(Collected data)
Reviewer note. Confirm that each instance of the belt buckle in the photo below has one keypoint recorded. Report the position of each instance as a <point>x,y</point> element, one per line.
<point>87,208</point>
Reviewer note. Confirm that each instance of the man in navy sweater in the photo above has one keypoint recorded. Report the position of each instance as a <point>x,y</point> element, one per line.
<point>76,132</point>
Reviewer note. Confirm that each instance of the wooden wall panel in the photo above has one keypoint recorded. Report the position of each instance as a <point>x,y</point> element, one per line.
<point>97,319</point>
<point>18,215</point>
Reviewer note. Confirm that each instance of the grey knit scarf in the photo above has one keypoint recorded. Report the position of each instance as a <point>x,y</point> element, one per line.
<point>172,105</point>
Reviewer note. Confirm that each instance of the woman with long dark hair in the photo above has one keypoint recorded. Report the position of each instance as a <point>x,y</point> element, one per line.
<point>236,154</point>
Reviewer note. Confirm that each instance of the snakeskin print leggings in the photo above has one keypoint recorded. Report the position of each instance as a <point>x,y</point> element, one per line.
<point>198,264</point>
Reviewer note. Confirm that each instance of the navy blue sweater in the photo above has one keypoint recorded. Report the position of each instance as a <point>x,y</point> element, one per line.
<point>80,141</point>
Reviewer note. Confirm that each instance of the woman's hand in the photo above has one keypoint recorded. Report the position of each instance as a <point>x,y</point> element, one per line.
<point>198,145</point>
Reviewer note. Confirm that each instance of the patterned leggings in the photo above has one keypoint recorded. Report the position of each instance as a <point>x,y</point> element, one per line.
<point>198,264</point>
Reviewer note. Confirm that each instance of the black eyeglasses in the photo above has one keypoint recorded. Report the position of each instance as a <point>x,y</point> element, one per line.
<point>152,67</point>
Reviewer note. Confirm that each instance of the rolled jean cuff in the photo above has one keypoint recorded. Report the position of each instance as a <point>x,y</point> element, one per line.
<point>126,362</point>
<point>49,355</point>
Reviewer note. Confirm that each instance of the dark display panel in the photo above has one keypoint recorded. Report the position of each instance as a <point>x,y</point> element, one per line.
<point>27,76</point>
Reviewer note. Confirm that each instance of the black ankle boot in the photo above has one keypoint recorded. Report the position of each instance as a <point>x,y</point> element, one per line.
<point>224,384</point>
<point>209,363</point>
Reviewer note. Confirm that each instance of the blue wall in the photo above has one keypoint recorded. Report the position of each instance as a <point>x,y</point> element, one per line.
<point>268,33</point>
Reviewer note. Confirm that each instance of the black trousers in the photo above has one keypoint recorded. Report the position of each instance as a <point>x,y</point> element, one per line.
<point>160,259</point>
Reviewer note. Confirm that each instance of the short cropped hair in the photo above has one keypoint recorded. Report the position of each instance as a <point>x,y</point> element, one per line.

DIRECTIONS FOR THIS TASK:
Lay out the records above as a numbered list, leaving out any blank lines.

WORKED ANSWER:
1. Reviewer note. Confirm that each instance of the belt buckle in the photo below has one keypoint recorded. Report the position of each instance as a <point>x,y</point> element, one per line.
2. <point>87,208</point>
3. Reviewer note. Confirm that each instance of the man in navy sweater in the photo above has one keypoint recorded. Report the position of each instance as a <point>x,y</point> element, one per line.
4. <point>76,132</point>
5. Reviewer note. Confirm that each instance of the wooden wall panel in the photo above has one keypoint recorded. Report the position of each instance as a <point>x,y</point> element, one per line.
6. <point>97,319</point>
7. <point>18,215</point>
8. Reviewer note. Confirm that each instance of the grey knit scarf in the photo above has one keypoint recorded. Report the position of each instance as a <point>x,y</point> element, one per line.
9. <point>172,105</point>
10. Reviewer note. Confirm that each instance of the woman with long dark hair in the photo above has one keypoint recorded. Report the position of each instance as a <point>x,y</point> element, one per line.
11. <point>236,154</point>
12. Reviewer note. Confirm that each instance of the snakeskin print leggings in the photo above has one keypoint recorded. Report the position of each instance as a <point>x,y</point> element, one per line.
13. <point>198,264</point>
14. Reviewer note. Confirm that each instance of the navy blue sweater in the photo above has one keypoint recorded. Report the position of each instance as a <point>x,y</point> element, one per line.
15. <point>80,141</point>
16. Reviewer note. Confirm that each instance of the woman's hand in the photo above has one keypoint recorded. Report the position of each instance as a <point>x,y</point> element, one per line.
17. <point>198,145</point>
18. Reviewer note. Confirm that each instance of the patterned leggings in the photo above has one keypoint recorded. Report the position of each instance as a <point>x,y</point> element, one per line.
19. <point>198,264</point>
20. Reviewer note. Confirm that each instance of the black eyeglasses in the photo above has one keypoint recorded. Report the position of each instance as a <point>x,y</point> element, one per line.
21. <point>152,67</point>
22. Reviewer note. Confirm that each instance of the rolled jean cuff in the photo above has one keypoint recorded. Report the position of each instance as a <point>x,y</point> element, one per line.
23. <point>126,362</point>
24. <point>49,355</point>
25. Reviewer note. Confirm that each instance of the dark display panel in the photo above has one keypoint recorded. Report the position of each instance as a <point>x,y</point> element, one per line.
26. <point>27,76</point>
27. Reviewer note. Confirm that each instance of the black ankle boot in the photo above has one keypoint recorded. Report the position of each instance as a <point>x,y</point> element, one per line.
28. <point>224,384</point>
29. <point>209,363</point>
30. Reviewer note. Confirm that each instance of the blue wall in the photo above has one keypoint recorded. Report the position of each instance as a <point>x,y</point> element, one per line.
31. <point>268,33</point>
32. Reviewer note. Confirm that each instance of the black trousers in the photo above has one keypoint recorded. Report the position of each instance as a <point>x,y</point> element, one per line.
33. <point>160,259</point>
34. Reviewer note. Confirm that each instance of the short cropped hair in the photo above has one keypoint recorded. Report the position of each instance as a <point>x,y</point> element, one per line.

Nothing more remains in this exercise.